__DATA SHOWN__
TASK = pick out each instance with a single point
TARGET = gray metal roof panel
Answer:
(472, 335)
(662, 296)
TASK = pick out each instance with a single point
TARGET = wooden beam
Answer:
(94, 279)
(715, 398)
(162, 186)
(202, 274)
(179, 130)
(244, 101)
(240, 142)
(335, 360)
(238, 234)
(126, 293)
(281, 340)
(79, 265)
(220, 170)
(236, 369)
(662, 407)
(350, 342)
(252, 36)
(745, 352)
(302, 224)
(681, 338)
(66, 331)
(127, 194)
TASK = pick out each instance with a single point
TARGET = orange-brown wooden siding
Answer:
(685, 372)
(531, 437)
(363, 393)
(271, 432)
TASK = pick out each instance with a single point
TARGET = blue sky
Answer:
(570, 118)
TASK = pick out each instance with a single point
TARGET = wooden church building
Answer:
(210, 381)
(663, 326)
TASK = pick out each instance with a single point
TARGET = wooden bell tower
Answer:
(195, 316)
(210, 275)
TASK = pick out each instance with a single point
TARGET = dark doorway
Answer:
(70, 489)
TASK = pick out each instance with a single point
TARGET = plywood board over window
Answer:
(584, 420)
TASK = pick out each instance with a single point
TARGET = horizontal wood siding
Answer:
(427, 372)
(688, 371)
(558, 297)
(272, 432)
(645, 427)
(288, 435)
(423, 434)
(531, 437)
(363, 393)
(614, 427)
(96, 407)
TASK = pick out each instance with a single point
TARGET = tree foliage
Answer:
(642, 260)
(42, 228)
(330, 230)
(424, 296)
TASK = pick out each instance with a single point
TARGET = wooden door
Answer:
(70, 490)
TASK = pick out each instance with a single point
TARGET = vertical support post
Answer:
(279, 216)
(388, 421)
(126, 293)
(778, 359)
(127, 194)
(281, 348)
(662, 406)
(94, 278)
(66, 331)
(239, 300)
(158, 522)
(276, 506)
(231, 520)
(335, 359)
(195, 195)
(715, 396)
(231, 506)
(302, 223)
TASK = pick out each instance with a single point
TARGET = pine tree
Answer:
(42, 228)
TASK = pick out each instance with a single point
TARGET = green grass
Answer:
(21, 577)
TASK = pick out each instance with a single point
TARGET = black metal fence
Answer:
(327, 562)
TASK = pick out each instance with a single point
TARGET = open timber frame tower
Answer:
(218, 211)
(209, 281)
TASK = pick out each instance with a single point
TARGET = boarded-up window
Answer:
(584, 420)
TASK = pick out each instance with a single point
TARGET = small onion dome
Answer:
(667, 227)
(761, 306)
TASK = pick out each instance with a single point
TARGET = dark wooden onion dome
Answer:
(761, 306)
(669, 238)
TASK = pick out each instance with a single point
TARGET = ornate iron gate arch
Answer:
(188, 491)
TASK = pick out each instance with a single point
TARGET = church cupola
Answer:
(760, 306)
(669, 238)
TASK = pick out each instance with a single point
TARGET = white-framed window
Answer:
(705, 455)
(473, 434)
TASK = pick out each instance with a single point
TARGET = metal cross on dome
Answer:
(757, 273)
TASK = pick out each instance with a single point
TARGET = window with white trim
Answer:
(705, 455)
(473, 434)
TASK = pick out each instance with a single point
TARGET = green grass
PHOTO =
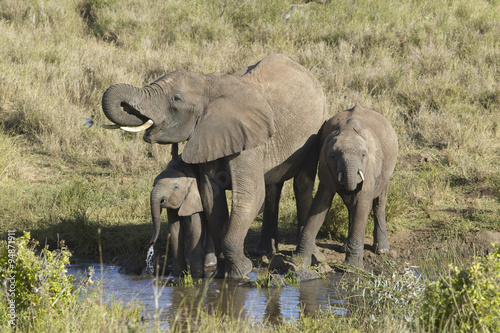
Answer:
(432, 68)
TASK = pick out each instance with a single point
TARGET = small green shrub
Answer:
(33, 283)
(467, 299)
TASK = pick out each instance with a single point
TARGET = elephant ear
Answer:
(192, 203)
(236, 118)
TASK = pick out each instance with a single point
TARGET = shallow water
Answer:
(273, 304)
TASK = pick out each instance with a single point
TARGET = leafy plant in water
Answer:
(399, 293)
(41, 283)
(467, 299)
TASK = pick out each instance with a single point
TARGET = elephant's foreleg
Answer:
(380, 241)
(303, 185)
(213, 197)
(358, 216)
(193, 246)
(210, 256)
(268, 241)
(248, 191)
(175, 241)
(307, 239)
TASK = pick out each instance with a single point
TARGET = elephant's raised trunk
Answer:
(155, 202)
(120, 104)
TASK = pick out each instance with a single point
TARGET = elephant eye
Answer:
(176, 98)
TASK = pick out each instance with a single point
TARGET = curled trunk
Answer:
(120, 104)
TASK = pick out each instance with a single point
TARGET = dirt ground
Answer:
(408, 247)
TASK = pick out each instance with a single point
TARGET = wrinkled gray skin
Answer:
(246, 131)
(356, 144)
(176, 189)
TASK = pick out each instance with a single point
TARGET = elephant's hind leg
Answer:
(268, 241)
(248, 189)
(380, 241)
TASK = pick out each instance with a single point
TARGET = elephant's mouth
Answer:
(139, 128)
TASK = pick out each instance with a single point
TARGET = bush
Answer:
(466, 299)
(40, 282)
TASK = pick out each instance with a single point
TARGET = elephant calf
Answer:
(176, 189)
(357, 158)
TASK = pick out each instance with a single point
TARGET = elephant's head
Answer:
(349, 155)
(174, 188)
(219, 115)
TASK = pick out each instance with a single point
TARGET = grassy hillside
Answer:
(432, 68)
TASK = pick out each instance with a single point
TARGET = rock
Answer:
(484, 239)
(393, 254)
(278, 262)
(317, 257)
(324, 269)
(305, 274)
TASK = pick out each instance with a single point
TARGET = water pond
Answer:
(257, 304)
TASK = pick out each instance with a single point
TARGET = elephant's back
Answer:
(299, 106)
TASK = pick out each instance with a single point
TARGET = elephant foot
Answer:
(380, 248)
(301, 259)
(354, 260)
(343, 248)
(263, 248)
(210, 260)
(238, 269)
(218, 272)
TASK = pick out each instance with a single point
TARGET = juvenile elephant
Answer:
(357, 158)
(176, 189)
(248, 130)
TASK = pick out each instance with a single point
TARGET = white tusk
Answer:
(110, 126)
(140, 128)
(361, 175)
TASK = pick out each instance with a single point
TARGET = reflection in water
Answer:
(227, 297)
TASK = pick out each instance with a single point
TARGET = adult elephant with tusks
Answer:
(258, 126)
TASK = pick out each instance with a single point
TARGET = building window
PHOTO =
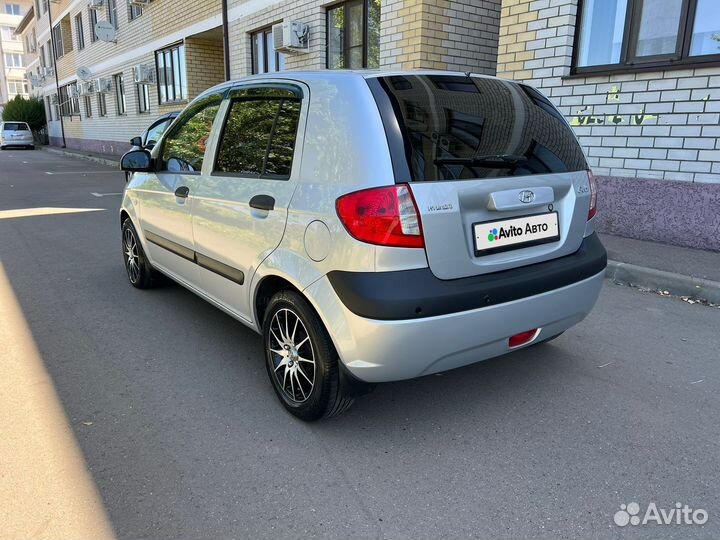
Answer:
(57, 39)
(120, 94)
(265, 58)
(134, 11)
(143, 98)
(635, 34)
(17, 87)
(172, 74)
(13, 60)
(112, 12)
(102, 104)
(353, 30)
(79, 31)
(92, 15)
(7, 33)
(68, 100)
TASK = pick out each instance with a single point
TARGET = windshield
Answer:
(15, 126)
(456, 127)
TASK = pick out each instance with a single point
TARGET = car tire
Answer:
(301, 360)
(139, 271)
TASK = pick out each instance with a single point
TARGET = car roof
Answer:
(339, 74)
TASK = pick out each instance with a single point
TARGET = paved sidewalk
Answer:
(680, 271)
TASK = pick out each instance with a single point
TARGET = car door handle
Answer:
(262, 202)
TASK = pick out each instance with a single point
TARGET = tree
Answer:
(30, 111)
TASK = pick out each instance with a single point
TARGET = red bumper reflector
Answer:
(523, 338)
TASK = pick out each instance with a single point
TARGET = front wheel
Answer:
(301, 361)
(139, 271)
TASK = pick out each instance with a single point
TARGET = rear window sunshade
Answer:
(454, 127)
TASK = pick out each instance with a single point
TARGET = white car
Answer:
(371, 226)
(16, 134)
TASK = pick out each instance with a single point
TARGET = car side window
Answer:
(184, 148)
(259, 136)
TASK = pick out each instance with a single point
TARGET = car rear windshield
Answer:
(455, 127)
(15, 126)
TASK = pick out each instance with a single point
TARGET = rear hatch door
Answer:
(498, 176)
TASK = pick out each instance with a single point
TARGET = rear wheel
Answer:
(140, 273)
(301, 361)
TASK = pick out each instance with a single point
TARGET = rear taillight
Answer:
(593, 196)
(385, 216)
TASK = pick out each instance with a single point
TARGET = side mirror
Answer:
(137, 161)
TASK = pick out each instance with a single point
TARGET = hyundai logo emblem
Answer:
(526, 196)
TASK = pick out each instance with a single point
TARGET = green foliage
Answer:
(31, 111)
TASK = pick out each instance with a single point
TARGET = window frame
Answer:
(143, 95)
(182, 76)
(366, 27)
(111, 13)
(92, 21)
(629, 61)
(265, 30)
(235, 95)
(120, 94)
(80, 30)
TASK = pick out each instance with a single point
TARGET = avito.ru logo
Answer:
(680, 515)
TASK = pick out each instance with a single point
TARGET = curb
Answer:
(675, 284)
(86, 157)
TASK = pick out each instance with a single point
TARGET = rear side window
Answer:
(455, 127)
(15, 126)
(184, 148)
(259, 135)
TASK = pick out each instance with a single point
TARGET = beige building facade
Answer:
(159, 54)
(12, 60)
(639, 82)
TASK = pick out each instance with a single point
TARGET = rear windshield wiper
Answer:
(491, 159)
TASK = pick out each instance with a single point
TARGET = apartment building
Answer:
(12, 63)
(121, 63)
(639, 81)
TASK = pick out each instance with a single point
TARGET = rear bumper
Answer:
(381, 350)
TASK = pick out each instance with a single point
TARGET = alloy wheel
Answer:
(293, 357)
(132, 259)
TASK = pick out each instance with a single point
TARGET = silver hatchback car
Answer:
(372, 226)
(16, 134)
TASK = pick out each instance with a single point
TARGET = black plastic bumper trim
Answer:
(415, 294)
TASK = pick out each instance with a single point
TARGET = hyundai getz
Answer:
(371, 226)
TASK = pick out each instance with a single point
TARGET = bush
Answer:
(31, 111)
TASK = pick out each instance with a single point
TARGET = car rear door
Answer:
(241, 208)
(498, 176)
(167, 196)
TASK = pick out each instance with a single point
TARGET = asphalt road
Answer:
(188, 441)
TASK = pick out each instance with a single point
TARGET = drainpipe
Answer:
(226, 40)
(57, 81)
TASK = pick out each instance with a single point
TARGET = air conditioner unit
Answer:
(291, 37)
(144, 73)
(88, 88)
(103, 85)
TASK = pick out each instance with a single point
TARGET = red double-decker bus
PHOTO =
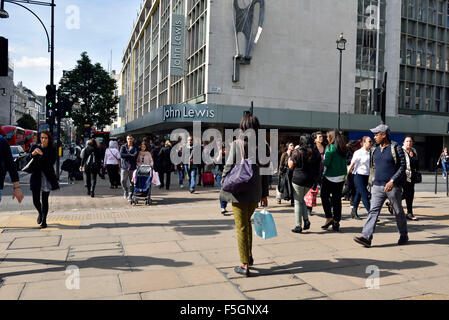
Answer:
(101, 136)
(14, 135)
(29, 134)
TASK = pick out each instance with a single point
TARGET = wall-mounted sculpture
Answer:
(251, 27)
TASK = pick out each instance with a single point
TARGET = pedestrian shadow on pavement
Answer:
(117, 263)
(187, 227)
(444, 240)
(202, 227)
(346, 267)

--

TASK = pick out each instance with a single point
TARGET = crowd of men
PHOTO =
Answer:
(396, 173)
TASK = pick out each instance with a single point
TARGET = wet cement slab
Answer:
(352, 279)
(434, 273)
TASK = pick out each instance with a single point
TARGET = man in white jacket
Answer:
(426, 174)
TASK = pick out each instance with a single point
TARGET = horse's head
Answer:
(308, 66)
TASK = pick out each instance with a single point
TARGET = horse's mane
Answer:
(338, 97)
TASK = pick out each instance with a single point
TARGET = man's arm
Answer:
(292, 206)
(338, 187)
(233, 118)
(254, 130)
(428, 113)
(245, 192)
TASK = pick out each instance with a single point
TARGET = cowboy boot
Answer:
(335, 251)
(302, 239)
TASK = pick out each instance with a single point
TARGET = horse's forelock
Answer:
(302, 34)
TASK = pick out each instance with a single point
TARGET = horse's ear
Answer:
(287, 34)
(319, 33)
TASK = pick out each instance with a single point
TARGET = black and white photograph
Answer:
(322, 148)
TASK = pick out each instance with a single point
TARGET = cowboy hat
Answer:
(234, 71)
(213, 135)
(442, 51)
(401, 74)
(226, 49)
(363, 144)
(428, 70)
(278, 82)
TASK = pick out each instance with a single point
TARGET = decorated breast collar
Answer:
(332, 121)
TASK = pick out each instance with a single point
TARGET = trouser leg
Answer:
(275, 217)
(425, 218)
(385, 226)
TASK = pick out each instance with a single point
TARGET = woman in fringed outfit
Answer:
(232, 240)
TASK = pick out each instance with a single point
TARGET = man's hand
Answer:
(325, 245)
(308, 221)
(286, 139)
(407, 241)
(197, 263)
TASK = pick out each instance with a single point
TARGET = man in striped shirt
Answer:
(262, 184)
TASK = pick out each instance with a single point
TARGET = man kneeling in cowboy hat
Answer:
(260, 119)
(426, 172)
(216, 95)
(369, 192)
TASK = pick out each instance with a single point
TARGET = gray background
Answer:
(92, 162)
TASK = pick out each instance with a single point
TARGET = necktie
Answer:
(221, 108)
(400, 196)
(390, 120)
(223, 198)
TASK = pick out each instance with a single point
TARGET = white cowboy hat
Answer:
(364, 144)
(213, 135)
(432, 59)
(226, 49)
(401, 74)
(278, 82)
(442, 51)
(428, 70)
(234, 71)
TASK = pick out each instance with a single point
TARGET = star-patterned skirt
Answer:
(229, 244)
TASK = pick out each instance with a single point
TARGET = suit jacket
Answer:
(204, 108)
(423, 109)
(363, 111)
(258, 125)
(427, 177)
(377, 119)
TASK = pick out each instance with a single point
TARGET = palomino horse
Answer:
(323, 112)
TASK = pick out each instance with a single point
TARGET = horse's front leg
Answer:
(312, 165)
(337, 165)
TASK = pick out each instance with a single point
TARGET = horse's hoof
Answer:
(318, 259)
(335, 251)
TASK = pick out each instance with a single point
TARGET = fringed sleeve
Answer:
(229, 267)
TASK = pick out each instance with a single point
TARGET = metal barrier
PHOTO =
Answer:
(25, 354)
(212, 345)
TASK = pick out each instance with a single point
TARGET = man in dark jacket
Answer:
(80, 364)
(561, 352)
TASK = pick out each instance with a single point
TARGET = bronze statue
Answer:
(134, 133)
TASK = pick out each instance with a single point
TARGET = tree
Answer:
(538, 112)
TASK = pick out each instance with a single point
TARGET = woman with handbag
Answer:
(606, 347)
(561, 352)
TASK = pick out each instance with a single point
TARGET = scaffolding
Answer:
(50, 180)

...

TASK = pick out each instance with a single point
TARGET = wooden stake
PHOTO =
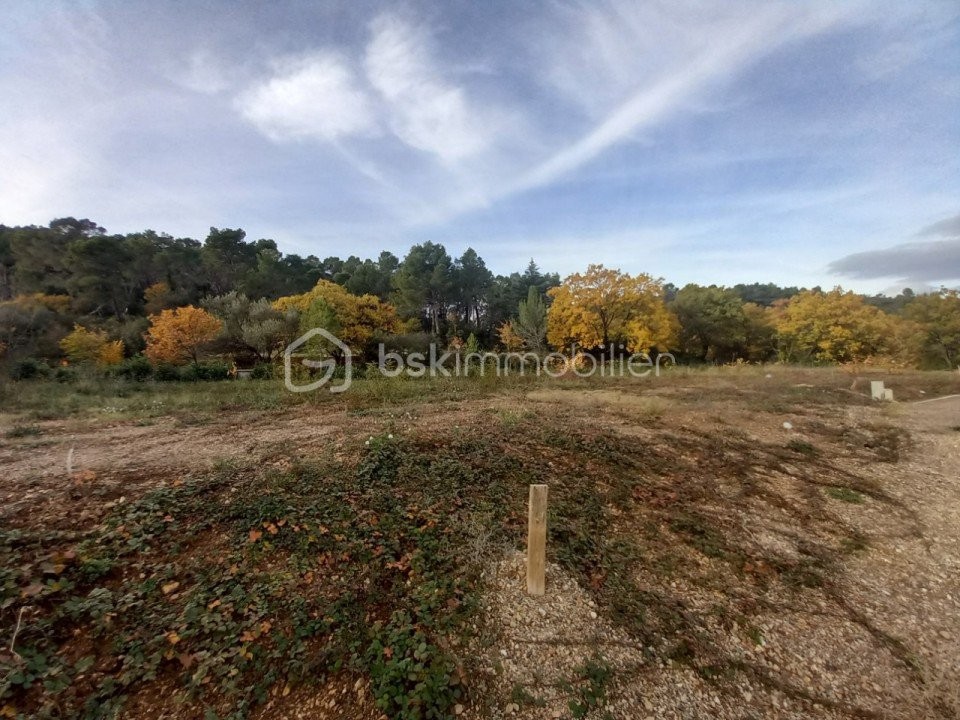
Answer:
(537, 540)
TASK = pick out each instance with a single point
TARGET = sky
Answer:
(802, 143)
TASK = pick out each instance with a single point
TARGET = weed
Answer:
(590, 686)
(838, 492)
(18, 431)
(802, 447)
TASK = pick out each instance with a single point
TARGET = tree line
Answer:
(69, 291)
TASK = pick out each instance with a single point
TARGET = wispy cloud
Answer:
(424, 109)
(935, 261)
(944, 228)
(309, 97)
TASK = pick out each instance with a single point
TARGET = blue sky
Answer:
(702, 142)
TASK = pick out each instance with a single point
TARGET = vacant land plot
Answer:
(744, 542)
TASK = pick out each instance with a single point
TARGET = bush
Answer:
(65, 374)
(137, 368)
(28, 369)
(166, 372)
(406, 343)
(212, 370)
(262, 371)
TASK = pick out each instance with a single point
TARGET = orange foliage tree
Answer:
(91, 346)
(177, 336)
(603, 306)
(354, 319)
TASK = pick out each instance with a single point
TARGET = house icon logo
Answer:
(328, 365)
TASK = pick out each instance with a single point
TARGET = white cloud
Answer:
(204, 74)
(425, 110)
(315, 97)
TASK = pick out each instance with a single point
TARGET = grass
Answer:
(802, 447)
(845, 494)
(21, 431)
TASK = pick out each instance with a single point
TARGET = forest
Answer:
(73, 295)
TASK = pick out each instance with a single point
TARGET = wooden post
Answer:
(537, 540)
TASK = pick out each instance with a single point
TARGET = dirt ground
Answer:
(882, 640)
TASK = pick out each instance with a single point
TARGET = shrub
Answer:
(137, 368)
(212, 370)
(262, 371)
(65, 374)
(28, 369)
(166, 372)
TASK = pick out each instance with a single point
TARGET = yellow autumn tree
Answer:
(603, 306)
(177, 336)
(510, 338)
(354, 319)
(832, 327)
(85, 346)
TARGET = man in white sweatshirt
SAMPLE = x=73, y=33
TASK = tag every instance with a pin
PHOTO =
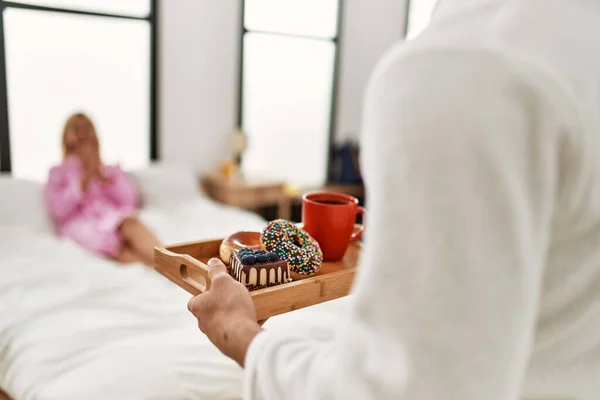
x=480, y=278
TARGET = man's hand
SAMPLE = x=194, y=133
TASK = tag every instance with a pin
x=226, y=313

__DIRECTIONS__
Search the data above and return each line in which "dome" occurs.

__SOLUTION FOR THIS EXERCISE__
TARGET = small onion dome
TARGET = dark wooden onion dome
TARGET = metal cross on dome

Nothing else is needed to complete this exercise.